**Document**
§

# The Strange Magic of: Dum Dum Girls



## Strange Magic (Sep 14, 2015)

The 1980s saw a sweeping revision in Rock and Pop, when many of the old certainties and familiar groups, sounds, and faces of what some writers call The Long Sixties (say, from The Doors through the last Led Zep album in 1979) were swept away. Disco and Punk served to break through the old forms, and set up conditions for all sorts of new genres. And many of these genres continue on today. The music of Dum Dum Girls is identified by Wikipedia as Indie Pop, Noise Pop, Dream Pop, Shoegazing, and Lo-Fi. It's been pointed out that this song, _Coming Down_, sounds a lot like Mazzy Star's Fade Into You, in its dreamlike, almost dirge-like simplicity. There is a drugged, surreal quality to it that reminds me also of other 1980s sounds, like Supernova by Opal. Not a lot of on-stage excitement here, but fascinating in its own strange way.


----------



## Strange Magic (Sep 14, 2015)

In resurrecting this post, I find I have nothing to add. This group failed to further engage me, and so _Coming Down_ will remain a one-hit wonder for me, first heard as, I think, theme on an episode of Orange is the New Black. Still like it.


----------

§

**Data block**
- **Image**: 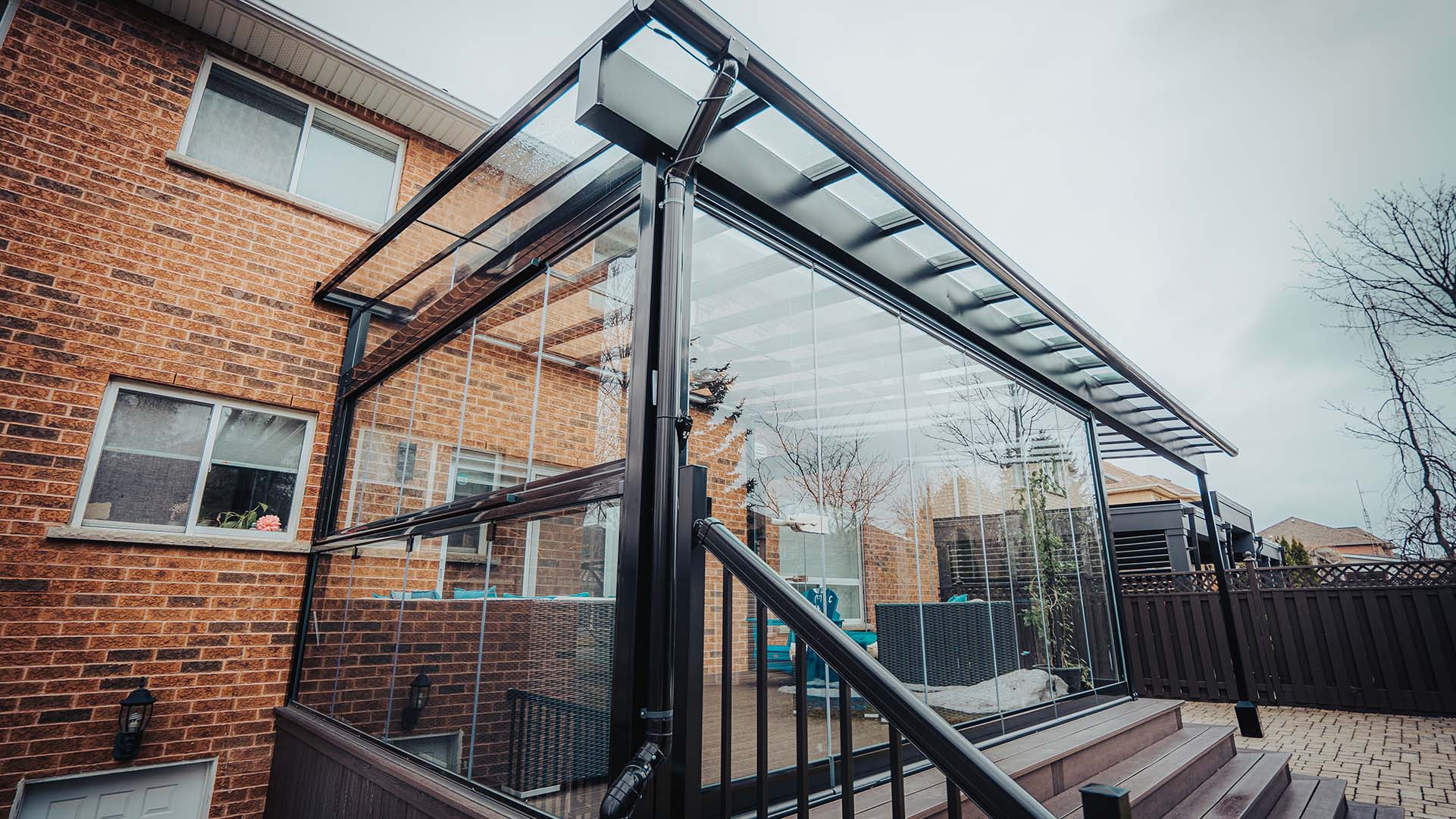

§

**Problem**
Repeat, word for word, the stretch of the Dum Dum Girls post from "The 1980s saw" through "own strange way.".

**Complete answer**
The 1980s saw a sweeping revision in Rock and Pop, when many of the old certainties and familiar groups, sounds, and faces of what some writers call The Long Sixties (say, from The Doors through the last Led Zep album in 1979) were swept away. Disco and Punk served to break through the old forms, and set up conditions for all sorts of new genres. And many of these genres continue on today. The music of Dum Dum Girls is identified by Wikipedia as Indie Pop, Noise Pop, Dream Pop, Shoegazing, and Lo-Fi. It's been pointed out that this song, _Coming Down_, sounds a lot like Mazzy Star's Fade Into You, in its dreamlike, almost dirge-like simplicity. There is a drugged, surreal quality to it that reminds me also of other 1980s sounds, like Supernova by Opal. Not a lot of on-stage excitement here, but fascinating in its own strange way.